■ Requirement: Which lines of the records contain the word "this"? Pull out every such line, matching case exactly.

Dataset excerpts

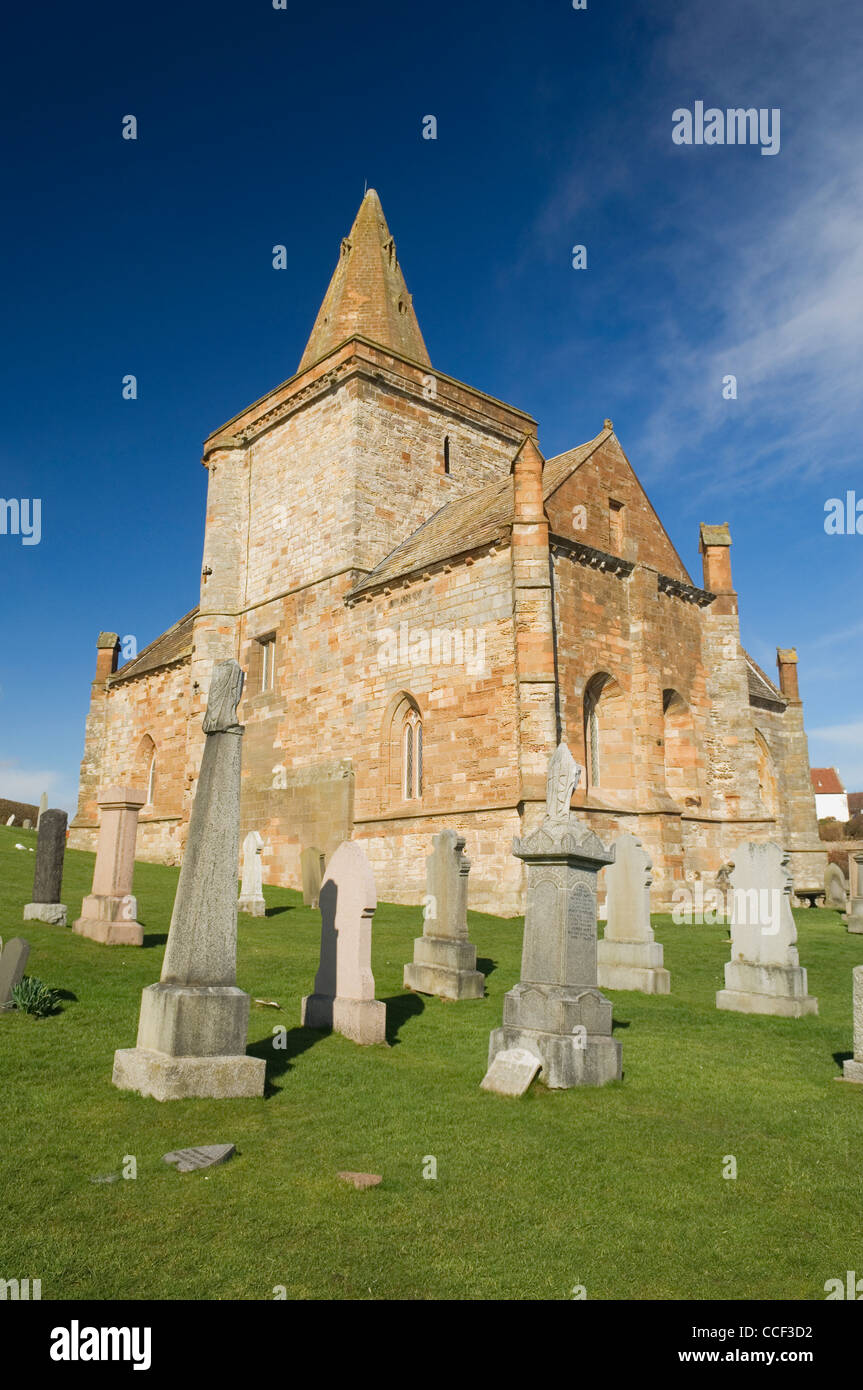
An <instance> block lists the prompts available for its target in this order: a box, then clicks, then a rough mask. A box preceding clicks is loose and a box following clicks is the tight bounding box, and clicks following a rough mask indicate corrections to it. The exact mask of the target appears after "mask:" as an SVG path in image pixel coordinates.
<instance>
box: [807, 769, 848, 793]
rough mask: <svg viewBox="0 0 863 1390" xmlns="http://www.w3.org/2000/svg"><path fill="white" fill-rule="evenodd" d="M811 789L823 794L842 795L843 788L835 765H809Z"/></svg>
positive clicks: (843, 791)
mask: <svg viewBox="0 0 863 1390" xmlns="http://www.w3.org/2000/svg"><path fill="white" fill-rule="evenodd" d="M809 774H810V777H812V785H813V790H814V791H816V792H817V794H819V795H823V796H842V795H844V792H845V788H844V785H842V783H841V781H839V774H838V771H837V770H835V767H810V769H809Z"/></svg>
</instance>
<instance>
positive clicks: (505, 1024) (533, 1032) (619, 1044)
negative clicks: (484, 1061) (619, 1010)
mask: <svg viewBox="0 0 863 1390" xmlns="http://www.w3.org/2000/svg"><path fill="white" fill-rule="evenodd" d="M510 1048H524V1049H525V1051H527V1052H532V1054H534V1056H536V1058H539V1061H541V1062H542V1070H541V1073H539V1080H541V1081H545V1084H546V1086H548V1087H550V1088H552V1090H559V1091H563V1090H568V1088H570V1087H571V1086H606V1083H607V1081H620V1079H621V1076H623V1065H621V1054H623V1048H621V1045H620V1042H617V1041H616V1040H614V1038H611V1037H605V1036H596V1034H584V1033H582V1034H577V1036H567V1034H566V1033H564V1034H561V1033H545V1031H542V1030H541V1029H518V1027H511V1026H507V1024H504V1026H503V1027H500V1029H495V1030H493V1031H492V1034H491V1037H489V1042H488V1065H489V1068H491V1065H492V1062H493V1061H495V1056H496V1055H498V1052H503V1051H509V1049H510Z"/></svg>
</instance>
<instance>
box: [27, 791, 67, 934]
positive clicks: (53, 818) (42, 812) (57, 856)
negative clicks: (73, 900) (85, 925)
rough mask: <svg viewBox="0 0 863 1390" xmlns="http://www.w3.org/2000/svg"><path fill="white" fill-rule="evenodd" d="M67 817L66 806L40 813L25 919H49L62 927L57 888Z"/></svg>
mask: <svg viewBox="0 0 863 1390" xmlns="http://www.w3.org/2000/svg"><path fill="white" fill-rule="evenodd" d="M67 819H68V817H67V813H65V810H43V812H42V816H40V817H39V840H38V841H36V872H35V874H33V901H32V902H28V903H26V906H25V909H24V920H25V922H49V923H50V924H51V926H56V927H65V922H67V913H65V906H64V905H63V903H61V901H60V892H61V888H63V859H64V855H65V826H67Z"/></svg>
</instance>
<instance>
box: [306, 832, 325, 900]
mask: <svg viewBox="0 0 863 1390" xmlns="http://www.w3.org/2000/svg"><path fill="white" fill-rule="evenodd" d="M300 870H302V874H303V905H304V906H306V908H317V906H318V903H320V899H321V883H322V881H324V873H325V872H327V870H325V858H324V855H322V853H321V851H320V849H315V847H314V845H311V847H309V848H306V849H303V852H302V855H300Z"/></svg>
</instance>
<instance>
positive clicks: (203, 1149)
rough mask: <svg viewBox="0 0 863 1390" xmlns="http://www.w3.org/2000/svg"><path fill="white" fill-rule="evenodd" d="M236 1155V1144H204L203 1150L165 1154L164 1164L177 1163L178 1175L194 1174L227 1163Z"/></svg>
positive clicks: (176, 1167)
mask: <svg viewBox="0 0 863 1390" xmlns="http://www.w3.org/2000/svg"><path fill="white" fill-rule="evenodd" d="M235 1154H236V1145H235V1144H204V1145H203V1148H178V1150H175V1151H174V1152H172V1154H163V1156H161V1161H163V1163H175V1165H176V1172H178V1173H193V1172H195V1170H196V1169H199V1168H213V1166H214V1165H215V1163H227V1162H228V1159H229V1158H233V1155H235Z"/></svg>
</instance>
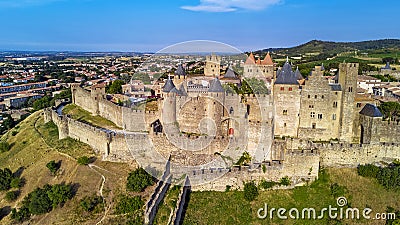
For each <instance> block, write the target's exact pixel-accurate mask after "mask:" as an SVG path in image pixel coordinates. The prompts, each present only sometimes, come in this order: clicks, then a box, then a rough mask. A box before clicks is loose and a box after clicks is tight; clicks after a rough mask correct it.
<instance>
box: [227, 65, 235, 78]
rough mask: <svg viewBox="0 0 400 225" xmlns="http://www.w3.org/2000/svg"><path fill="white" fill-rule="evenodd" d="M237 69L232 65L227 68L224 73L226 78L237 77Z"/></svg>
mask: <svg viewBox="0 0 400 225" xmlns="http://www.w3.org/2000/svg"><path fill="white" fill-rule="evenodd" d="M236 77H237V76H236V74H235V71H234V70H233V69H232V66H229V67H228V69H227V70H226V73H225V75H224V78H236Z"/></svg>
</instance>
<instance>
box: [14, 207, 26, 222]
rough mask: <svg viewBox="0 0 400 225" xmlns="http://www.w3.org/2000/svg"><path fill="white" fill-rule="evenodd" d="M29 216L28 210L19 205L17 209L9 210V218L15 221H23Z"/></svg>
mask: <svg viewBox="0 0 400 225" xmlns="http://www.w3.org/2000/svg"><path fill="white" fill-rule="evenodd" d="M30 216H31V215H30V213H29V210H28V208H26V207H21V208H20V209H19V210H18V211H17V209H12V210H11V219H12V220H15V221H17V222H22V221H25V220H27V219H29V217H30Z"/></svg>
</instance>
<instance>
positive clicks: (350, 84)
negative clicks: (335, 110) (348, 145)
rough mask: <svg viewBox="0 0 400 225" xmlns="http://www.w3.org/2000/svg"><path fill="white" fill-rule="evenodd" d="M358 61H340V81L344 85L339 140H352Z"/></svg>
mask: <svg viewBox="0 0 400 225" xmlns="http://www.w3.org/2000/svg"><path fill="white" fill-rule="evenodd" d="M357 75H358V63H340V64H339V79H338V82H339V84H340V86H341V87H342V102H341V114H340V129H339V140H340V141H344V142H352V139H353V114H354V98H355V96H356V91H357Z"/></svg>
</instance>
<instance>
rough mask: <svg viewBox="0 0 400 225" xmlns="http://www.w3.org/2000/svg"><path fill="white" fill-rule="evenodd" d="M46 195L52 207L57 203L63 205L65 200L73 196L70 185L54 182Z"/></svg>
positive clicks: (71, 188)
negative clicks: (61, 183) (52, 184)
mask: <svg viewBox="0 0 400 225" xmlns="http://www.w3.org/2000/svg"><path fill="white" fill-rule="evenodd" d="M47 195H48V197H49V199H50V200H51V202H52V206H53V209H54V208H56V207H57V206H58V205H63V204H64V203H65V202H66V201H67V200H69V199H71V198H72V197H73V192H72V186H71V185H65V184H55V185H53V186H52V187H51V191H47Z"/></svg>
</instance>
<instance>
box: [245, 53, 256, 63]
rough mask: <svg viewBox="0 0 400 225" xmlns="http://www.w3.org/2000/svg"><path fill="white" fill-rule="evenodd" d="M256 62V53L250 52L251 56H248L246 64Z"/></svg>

■ Response to the task:
An <instance> block lists the prompts available for its target in this order: a box, then clicks, then a rough mask. A box preceding clicks is loose and a box following clicks is the tight bounding box, and clicks following a rough mask indicate corrections to it. The exact mask of the target appears after "mask:" as an SVG path in image pixel coordinates.
For each <instance> block, write the target's exact pixel-accurate mask after "mask:" as an SVG path in image pixel coordinates. The prompts, each present only sometimes, come in this order: clicks, then a box, then a rough mask. A box before clicks is loose and a box after clicks is tight; clicks after a rough mask correct it.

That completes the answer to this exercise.